§ **EXERCISE REQUIREMENTS**: A single figure is the whole answer: the number of lines in the records that contain "flying".

§ **MATERIAL FOR THE TASK**:
- - -
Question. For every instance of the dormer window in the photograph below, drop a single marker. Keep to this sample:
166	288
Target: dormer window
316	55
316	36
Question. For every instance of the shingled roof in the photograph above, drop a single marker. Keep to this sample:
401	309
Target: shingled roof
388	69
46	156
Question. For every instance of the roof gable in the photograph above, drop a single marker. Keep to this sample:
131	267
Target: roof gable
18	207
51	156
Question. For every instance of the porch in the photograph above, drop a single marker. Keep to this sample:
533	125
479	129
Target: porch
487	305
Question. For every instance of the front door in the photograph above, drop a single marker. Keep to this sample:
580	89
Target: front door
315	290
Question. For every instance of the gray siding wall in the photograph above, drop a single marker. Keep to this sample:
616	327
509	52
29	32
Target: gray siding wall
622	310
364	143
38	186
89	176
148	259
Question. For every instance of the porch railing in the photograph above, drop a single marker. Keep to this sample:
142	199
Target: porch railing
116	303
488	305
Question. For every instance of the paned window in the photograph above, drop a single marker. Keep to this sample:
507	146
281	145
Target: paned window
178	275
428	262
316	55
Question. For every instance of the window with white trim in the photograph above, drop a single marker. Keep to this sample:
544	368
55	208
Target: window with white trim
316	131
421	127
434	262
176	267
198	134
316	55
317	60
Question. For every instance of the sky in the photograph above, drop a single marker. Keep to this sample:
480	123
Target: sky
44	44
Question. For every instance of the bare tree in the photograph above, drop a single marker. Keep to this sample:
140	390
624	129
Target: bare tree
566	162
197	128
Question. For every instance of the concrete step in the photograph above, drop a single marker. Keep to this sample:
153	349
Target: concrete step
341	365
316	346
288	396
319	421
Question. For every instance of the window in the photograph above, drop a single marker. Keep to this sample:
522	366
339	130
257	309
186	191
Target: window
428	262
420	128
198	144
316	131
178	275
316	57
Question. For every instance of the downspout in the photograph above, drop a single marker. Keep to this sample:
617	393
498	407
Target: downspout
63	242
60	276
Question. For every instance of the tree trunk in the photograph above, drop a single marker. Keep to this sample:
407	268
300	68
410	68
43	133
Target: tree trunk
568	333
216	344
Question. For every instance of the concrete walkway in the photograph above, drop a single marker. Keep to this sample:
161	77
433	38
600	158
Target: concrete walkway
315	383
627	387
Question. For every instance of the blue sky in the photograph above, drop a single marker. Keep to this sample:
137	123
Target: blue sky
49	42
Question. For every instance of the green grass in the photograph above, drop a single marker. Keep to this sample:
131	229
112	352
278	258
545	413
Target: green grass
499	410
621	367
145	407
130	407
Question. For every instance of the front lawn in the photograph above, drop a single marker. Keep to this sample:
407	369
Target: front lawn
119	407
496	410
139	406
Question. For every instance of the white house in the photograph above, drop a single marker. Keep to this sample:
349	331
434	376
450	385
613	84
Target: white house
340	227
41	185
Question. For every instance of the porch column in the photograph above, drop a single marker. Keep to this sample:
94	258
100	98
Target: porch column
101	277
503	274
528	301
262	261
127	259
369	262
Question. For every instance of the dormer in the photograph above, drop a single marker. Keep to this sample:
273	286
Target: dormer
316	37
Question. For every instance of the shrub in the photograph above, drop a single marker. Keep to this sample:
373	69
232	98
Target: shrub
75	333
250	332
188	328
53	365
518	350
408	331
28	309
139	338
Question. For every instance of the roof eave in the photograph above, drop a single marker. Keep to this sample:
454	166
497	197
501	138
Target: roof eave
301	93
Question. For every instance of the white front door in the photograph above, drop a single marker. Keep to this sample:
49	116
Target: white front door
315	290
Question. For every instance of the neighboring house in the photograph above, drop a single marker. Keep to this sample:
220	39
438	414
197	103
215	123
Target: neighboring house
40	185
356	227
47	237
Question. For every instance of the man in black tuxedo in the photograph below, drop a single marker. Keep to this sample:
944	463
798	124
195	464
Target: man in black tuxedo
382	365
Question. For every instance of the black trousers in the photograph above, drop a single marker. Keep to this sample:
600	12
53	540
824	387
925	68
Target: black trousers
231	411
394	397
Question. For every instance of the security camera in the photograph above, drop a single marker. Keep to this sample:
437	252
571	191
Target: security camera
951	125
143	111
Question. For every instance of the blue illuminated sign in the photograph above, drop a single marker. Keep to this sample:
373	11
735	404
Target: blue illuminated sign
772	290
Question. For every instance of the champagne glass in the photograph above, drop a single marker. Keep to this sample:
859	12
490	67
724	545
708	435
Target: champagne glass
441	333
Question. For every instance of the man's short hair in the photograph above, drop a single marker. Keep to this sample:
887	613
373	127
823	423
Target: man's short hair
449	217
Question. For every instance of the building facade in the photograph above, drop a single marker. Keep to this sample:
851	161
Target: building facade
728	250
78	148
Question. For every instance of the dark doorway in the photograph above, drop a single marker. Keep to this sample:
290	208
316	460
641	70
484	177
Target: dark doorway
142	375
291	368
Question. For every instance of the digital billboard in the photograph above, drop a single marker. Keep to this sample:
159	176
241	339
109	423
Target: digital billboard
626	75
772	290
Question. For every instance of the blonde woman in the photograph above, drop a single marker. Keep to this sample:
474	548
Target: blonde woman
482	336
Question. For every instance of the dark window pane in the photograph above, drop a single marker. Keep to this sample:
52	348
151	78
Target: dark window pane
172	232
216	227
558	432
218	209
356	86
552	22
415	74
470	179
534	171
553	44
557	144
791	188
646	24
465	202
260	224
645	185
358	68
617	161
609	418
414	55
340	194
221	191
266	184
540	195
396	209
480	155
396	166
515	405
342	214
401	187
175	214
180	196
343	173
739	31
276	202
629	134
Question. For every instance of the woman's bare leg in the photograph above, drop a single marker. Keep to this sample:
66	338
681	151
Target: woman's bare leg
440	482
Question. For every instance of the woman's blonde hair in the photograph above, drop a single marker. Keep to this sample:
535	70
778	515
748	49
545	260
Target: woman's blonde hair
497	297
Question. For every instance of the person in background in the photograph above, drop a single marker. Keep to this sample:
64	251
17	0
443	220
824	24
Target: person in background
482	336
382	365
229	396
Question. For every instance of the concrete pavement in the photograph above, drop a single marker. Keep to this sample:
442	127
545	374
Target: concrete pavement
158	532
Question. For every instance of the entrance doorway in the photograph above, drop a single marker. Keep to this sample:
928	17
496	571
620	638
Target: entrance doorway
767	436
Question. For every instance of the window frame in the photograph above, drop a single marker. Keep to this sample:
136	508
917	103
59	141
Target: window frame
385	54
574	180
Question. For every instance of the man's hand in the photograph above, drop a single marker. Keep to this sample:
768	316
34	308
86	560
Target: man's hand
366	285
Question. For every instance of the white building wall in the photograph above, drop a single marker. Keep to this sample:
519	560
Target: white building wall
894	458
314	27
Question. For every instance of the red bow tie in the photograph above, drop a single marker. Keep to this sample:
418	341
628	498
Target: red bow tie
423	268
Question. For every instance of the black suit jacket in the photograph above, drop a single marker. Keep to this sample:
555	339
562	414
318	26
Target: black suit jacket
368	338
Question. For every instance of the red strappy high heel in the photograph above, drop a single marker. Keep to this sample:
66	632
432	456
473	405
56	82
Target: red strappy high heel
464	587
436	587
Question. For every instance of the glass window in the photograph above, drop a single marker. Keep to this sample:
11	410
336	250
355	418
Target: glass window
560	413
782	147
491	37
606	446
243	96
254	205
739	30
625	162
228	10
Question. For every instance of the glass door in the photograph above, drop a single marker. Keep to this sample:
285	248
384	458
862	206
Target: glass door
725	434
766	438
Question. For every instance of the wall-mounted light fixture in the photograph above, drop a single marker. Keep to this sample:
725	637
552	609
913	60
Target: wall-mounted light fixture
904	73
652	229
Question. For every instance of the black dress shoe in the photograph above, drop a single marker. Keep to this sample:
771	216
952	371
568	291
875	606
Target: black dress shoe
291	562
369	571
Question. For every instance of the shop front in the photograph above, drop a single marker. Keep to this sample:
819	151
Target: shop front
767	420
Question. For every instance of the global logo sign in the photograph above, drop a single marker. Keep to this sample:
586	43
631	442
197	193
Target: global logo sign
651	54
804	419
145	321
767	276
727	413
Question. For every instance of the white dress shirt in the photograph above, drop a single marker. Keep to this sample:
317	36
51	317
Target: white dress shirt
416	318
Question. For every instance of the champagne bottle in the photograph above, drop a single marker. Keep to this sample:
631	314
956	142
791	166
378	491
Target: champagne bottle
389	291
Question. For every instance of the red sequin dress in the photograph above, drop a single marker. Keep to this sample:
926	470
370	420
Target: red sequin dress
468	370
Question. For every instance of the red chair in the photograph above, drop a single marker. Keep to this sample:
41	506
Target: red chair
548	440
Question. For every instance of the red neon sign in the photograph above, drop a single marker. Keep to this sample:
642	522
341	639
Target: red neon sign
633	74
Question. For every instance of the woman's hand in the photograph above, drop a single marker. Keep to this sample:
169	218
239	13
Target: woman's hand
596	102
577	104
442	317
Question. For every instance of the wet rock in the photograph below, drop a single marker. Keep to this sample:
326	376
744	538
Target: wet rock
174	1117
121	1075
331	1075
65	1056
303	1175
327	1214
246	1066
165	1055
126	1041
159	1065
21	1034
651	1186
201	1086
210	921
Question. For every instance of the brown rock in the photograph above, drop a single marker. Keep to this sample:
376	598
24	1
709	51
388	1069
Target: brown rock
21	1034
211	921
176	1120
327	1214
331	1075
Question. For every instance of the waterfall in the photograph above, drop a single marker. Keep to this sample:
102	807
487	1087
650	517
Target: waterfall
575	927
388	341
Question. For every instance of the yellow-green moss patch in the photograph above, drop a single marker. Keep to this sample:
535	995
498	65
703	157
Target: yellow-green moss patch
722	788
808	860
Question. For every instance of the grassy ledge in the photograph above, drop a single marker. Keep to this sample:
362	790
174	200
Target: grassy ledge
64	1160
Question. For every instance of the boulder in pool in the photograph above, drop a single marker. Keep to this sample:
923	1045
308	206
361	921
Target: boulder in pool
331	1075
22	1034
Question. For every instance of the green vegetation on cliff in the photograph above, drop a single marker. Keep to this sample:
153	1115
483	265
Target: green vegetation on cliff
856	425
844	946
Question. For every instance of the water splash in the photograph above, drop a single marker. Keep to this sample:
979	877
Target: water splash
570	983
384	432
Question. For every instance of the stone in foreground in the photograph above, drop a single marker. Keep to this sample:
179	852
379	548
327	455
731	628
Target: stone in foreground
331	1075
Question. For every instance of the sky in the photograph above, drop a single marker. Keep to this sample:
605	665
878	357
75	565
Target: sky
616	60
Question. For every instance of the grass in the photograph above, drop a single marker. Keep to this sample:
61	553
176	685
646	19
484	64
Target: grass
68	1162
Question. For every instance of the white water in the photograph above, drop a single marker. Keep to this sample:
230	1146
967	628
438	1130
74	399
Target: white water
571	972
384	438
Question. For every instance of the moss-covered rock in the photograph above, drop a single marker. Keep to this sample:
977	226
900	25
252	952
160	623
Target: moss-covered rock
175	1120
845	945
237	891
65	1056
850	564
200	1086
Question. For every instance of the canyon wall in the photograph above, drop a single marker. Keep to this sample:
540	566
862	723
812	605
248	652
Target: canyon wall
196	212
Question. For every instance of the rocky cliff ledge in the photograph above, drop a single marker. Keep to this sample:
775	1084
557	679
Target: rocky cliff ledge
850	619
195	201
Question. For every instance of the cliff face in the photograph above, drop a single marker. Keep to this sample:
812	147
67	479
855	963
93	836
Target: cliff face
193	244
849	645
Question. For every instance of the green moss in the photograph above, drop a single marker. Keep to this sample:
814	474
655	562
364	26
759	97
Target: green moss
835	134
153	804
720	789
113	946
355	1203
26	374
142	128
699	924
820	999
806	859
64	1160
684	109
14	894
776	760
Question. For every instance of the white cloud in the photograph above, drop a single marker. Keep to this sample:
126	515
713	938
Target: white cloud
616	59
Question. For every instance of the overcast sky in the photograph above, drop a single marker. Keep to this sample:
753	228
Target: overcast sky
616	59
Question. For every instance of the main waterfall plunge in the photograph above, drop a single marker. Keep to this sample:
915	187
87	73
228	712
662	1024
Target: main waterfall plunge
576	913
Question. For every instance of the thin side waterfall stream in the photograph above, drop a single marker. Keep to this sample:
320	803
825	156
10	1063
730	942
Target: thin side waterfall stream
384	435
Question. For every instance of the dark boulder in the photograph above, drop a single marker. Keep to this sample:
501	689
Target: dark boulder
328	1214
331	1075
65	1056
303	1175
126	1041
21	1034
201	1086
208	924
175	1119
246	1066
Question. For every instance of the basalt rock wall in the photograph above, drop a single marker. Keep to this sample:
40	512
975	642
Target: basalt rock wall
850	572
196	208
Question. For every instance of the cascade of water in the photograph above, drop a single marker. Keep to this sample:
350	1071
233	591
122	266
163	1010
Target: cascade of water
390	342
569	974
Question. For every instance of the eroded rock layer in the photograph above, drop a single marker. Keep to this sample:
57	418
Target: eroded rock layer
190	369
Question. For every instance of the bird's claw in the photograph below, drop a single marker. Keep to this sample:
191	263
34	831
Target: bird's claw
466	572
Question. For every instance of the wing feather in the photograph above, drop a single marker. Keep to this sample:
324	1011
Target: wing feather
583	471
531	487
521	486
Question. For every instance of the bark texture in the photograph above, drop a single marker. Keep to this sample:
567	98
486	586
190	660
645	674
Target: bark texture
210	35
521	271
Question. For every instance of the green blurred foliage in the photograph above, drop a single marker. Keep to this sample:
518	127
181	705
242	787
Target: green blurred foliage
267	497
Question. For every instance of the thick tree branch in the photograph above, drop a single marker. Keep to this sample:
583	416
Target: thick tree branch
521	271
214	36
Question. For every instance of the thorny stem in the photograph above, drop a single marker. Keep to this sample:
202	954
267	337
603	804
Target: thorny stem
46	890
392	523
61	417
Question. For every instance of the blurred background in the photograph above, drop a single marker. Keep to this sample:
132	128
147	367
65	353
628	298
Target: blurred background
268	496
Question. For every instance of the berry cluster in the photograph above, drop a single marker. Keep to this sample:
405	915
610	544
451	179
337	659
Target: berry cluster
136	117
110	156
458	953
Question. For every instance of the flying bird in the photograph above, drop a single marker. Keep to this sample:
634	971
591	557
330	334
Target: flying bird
- - -
§ **SOLVED EXERCISE**: 2